§ Brief:
Please answer these questions using the wine dataset code below:
(a) How many significant digits does the code set?
(b) Which libraries does it load?
(c) What delimiter is used when the red and white wine files are read?

§ Source passage:
☆ ☆ ☆ ☆
Then, both datasets are combined in the wine
dataset.
# Set number of significant digits
options(digits = 3)
# The 'load_lib' function installs and loads
# a vector of libraries
load_lib <- function(libs) {
sapply(libs, function(lib) {
# Load the package. If it doesn't exists, install and load.
if(!require(lib, character.only = TRUE)) {
# Install the package
install.packages(lib)
# Load the package
library(lib, character.only = TRUE)
}
})}
# Load the libraries used in this section
libs <- c("tidyverse", "icesTAF", "readr",
"lubridate", "caret")
load_lib(libs)
# Download the datasets from UCI repository
if(!dir.exists("data")) mkdir("data")
if(!file.exists("data/winequality-red.csv"))
download.file("https://archive.ics.uci.edu/ml/machine-learning-databases/wine-quality/winequality-red.csv", "data/winequality-red.csv")
if(!file.exists("data/winequality-white.csv"))
download.file("https://archive.ics.uci.edu/ml/machine-learning-databases/wine-quality/winequality-white.csv", "data/winequality-white.csv")
if(!file.exists("data/winequality.names"))
download.file("https://archive.ics.uci.edu/ml/machine-learning-databases/wine-quality/winequality.names", "data/winequality.names")
# Import the datasets.
# 'red' is the red wine dataset
# 'white' is the white wine dataset.
red <- read_delim("data/winequality-red.csv",
delim = ";",
locale = locale(decimal_mark = ".",
grouping_mark = ","),
col_names = TRUE)
white <- read_delim("data/winequality-white.csv",
delim = ";",
locale = locale(decimal_mark = ".",
grouping_mark = ","),
col_names = TRUE)
☆ ☆ ☆ ☆
§ Supplied information:
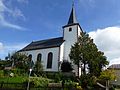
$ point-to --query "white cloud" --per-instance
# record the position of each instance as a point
(5, 49)
(23, 1)
(108, 41)
(4, 10)
(1, 46)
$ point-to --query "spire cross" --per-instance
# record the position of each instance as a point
(72, 3)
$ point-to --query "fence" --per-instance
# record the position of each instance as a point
(20, 86)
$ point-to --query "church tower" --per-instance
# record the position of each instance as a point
(71, 32)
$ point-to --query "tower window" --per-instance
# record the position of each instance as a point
(39, 56)
(49, 60)
(70, 29)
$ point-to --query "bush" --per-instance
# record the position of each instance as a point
(39, 81)
(66, 66)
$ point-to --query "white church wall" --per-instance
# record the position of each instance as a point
(70, 38)
(61, 52)
(44, 52)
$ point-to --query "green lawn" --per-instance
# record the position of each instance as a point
(12, 79)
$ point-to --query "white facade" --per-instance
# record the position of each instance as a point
(61, 51)
(44, 53)
(70, 37)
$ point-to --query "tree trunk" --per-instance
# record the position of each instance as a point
(78, 70)
(107, 85)
(84, 71)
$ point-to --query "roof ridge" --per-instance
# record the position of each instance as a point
(46, 39)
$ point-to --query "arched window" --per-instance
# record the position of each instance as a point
(30, 57)
(39, 57)
(70, 29)
(31, 63)
(49, 60)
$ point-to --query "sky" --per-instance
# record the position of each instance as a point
(24, 21)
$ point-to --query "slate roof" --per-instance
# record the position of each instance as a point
(42, 44)
(72, 18)
(114, 66)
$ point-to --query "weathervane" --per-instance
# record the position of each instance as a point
(72, 3)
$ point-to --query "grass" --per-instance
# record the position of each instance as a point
(12, 79)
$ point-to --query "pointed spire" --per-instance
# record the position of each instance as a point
(72, 18)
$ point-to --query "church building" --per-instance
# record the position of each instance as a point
☆ ☆ ☆ ☆
§ Response:
(a) 3
(b) tidyverse, icesTAF, readr, lubridate, and caret
(c) A semicolon (";")